Technology

When Autocorrect Isn’t to Blame

A jumbled text message could help diagnose a stroke.

Text messaging.
Bad text messaging could save your life.

Photo by Thomas Northcut/Photodisc/Thinkstock

Given that stroke is the No. 1 cause of serious, long-term disability in the United States, and the third leading cause of death, most of us know a friend or family member who’s had one. This also means we’re at least anecdotally familiar with the warning signs—sudden numbness, blindness, trouble speaking, severe headache, or loss of coordination. But mounting evidence now suggests there’s a new symptom to be aware of, one that may even allow us to sound the alarm remotely: the garbled text message.

Of course, not every butt-dial, autocorrect, or drunken text message indicates a lack of blood to the brain. There are 75 billions texts sent each month, and most of them signify nothing more than our society’s eroding acquaintance with grammar. But research presented today before the American Academy of Neurology suggests some texts might foretell a more urgent problem.

Dr. Omran Kaskar and colleagues at the Henry Ford Medical Center in Detroit have written a case study to report the story of a 40-year-old man who sent strange texts to his wife while he was away on business. At first, the messages seemed to nothing more than disjointed thoughts or slips of the thumb: Oh baby your” and “I am happy.

** Work request A **
Answer these questions using the article about stroke and garbled texts.
(i) Where does stroke rank among causes of death in the United States?
(ii) Before which organization was the research presented?
(iii) How old was the man in the case study?
** Work request B **
Print the portion of the article about stroke and garbled texts starting at "A jumbled text" and ending at "garbled text message.".
** Work request C **
List the warning signs of stroke that the article about stroke and garbled texts says most of us already know.

** Data extract **
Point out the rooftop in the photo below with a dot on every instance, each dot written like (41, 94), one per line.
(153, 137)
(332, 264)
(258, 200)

...

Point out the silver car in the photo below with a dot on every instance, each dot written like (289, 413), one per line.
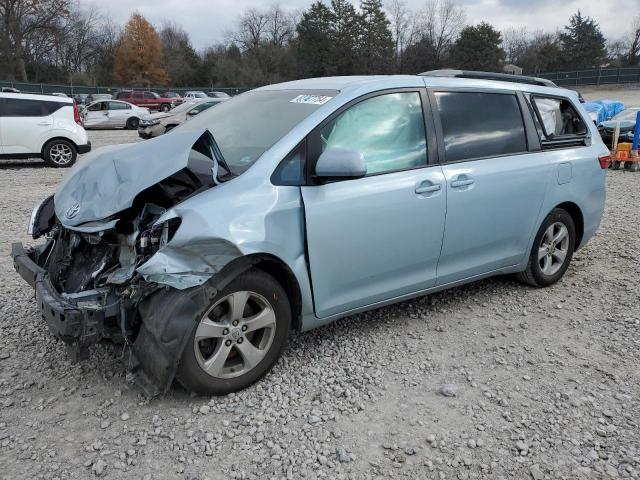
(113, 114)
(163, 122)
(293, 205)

...

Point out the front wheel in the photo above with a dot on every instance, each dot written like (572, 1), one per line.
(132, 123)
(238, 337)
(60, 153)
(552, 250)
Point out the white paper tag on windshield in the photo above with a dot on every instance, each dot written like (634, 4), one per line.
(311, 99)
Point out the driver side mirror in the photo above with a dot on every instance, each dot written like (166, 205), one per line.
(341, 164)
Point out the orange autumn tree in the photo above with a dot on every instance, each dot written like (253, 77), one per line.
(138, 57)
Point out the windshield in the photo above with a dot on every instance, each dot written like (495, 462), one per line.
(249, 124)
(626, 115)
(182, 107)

** Exercise solution A **
(i) It is the third leading cause of death.
(ii) The American Academy of Neurology.
(iii) He was 40 years old.

** Exercise solution B **
A jumbled text message could help diagnose a stroke.

Text messaging.
Bad text messaging could save your life.

Photo by Thomas Northcut/Photodisc/Thinkstock

Given that stroke is the No. 1 cause of serious, long-term disability in the United States, and the third leading cause of death, most of us know a friend or family member who’s had one. This also means we’re at least anecdotally familiar with the warning signs—sudden numbness, blindness, trouble speaking, severe headache, or loss of coordination. But mounting evidence now suggests there’s a new symptom to be aware of, one that may even allow us to sound the alarm remotely: the garbled text message.

** Exercise solution C **
sudden numbness
blindness
trouble speaking
severe headache
loss of coordination